■ Zu lesender Text ■
Angst vor Eigenverantwortung? Oder warum geben wir die Hoheit über unsere Lebensgestaltung ab?

Der Physiker Vince Ebert schreibt in seinem Text (siehe unten), dass "... wir von der Politik in einem immer stärkeren Maße gefordert haben, dass sie uns..."
"Wir"? Also ich habe das alles bei den gemeinten Politikern nicht in Auftrag gegeben. Das muss wohl so ein "virtuelles WIR" gewesen sein, eine Ansammlung von Einzelnen und kleineren Interessengruppen.

Die Lebensgestaltung liegt m. M. 
vor allem und besonders in der Eigenverantwortung des Einzelnen. Der Staat kann/sollte höchstens Leitplanken aufstellen, Hilfen bereitstellen, die der Einzelne abrufen kann, aber nicht muss. Leider hat die Generation der heutigen Politiker - nicht zuletzt, weil wir als Gesellschaft diese Politiker von unserer Couch aus auch gewähren lassen - den "Staat" zum Selbstzweck erhoben, dem die Bürger als Art "Untertanen" zu "dienen" haben und der sich immer tiefer und bevormundender in die Lebensgestaltung der Menschen bohrt, ungefragte Umgestaltung der Gesellschaft inklusive.

■ Gegebene Einträge ■

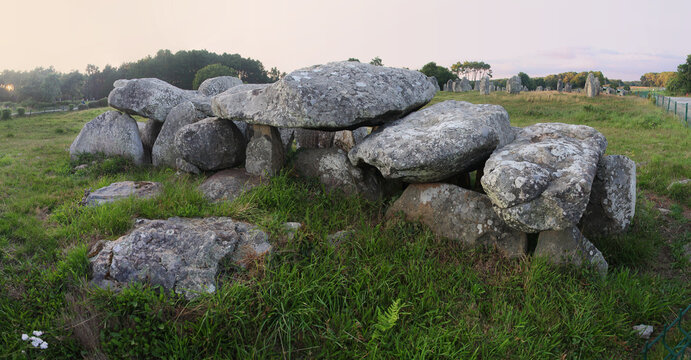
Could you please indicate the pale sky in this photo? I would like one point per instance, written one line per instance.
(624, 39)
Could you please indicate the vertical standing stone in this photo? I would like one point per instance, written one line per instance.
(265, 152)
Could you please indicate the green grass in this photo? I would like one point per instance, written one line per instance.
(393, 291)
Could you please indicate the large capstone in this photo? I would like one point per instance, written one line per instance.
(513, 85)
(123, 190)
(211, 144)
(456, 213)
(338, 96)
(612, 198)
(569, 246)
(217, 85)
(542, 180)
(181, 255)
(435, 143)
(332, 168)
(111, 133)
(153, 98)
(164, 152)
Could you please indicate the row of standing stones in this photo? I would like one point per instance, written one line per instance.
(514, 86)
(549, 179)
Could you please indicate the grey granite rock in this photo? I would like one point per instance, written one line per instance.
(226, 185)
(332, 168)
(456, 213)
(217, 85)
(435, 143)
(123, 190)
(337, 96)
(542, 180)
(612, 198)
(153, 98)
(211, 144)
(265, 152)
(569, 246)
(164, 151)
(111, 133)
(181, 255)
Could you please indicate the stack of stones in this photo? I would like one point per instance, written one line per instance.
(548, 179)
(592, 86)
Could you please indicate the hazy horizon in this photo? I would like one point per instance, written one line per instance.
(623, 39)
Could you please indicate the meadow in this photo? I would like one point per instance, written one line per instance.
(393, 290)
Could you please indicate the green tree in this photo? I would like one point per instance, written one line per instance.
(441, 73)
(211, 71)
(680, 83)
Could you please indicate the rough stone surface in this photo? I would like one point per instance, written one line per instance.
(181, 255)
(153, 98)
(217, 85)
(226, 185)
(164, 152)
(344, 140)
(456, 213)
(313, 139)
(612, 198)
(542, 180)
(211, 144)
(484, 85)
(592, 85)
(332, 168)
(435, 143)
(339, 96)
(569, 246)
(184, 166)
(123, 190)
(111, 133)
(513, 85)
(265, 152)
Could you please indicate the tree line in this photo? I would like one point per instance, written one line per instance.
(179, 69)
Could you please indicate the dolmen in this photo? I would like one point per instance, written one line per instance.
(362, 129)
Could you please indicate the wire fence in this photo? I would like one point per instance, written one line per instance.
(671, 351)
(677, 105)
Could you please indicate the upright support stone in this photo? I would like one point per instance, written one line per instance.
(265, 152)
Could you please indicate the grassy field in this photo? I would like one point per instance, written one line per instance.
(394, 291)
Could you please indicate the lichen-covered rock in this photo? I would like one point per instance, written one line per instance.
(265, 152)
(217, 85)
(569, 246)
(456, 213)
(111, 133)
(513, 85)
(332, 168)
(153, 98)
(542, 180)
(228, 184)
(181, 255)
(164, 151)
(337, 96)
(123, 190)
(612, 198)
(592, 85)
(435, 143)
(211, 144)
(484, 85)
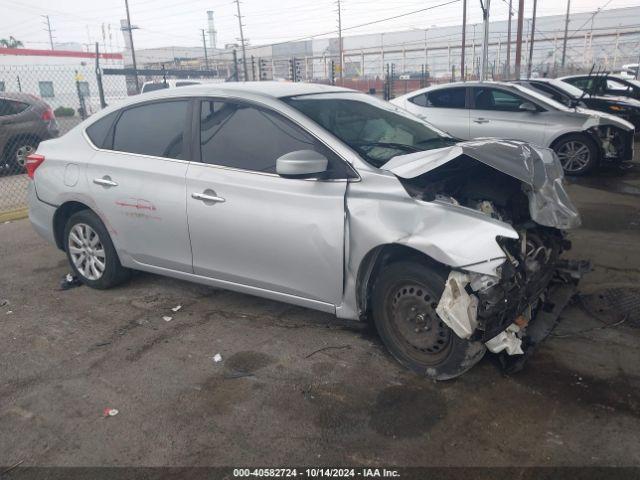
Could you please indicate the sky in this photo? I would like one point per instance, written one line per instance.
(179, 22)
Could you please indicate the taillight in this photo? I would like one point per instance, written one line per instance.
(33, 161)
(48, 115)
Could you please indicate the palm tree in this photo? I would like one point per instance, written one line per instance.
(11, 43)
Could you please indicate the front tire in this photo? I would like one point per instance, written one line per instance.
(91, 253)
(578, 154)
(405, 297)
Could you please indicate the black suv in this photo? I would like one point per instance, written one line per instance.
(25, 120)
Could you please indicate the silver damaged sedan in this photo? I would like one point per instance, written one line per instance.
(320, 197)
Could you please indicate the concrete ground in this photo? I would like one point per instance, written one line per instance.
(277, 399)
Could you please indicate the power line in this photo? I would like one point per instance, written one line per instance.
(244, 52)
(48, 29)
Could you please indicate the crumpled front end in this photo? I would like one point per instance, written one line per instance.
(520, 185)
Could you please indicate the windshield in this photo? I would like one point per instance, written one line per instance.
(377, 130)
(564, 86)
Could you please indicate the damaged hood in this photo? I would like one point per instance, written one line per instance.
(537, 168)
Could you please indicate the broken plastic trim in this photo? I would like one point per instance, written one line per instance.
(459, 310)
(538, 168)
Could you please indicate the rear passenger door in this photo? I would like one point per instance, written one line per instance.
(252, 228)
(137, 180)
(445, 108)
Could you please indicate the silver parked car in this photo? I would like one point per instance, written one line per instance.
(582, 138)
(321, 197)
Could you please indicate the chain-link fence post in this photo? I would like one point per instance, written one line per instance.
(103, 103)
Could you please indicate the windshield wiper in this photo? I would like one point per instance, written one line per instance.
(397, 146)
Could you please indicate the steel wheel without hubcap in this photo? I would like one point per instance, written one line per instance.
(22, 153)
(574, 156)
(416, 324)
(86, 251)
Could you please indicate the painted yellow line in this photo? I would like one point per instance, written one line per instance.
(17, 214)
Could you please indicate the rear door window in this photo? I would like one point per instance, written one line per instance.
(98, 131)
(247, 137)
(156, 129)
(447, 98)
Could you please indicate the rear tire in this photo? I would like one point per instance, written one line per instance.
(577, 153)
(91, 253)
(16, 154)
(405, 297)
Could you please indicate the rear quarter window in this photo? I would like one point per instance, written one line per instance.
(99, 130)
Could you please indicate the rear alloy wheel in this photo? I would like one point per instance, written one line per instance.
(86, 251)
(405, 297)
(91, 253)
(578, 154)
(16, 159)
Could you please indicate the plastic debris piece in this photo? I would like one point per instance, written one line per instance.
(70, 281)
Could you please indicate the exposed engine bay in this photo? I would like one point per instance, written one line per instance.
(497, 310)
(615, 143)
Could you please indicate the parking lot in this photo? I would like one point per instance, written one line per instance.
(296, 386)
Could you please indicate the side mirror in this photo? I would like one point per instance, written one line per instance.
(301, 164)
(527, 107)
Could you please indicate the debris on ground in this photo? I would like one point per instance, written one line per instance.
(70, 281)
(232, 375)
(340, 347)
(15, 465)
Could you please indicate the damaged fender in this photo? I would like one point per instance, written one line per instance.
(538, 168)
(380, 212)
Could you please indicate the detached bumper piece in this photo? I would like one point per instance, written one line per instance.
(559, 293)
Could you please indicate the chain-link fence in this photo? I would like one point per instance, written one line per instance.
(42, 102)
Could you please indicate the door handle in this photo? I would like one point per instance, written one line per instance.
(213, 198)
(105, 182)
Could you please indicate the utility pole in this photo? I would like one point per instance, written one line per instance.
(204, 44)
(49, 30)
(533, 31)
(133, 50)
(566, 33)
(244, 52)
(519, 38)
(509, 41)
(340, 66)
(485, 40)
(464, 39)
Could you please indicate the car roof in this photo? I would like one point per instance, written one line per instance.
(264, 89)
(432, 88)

■ Zu lösende Aufgaben ■
a) Übertrage den folgenden Satz aus dem Text über Eigenverantwortung ins Englische: „Der Staat kann/sollte höchstens Leitplanken aufstellen, Hilfen bereitstellen, die der Einzelne abrufen kann, aber nicht muss.“
b) Führe den Text über Eigenverantwortung im Anschluss an seinen letzten Satz weiter.

■ Lösungen der Aufgaben ■
a) At most, the state can/should set up guardrails and provide assistance that the individual can draw on but does not have to.

b)
Wenn wir als Gesellschaft selbstbestimmt leben wollen - natürlich nur wenn - ist es mit die wesentlichste Zukunftsaufgabe, uns aus der schleichenden Unmündigkeit zu befreien. Das heisst auch für Jeden, nicht weiter andere oder gar den Staat für das eigene Leben(sglück) in die Verantwortung zu nehmen. Also: "Keine Angst vor Eigenverantwortung!" Ich weiss, das ist ein optimistischer Wunsch. 

*** [Vince Ebert] ***
<< Seit Jahrzehnten haben wir von der Politik in immer stärkerem Maße gefordert, dass sie uns vor den Zumutungen und den Risiken des täglichen Lebens bewahren soll. Wir beklatschten Mietpreisbremsen, Kündigungsschutz und Ernährungsampeln. Die Politik soll regeln, welche Autos wir zukünftig fahren dürfen, welcher Strom produziert wird, wie viele Frauen in Vorständen sitzen müssen, mit welchen Methoden Lebensmittel hergestellt werden und in welchen Tüten wir sie vom Supermarkt nach Hause tragen. Es gibt fast keinen Bereich in unserem Leben, in dem wir der Politik keine maßgebliche Entscheidungsbefugnis zugestanden haben. 
Dadurch haben wir eine Klasse von Politikern herangezüchtet, die sich gegenseitig mit immer größeren Rundum-Sorglos-Paketen überboten hat. Menschen, die uns versprachen, dass die Renten sicher sind, dass die Energiewende nur eine Kugel Eis kostet, und dass wir das schaffen. 
Stück für Stück haben wir der Politik freiwillig und ohne Not immer mehr Kontrolle und Verantwortung über unser Leben übergegeben.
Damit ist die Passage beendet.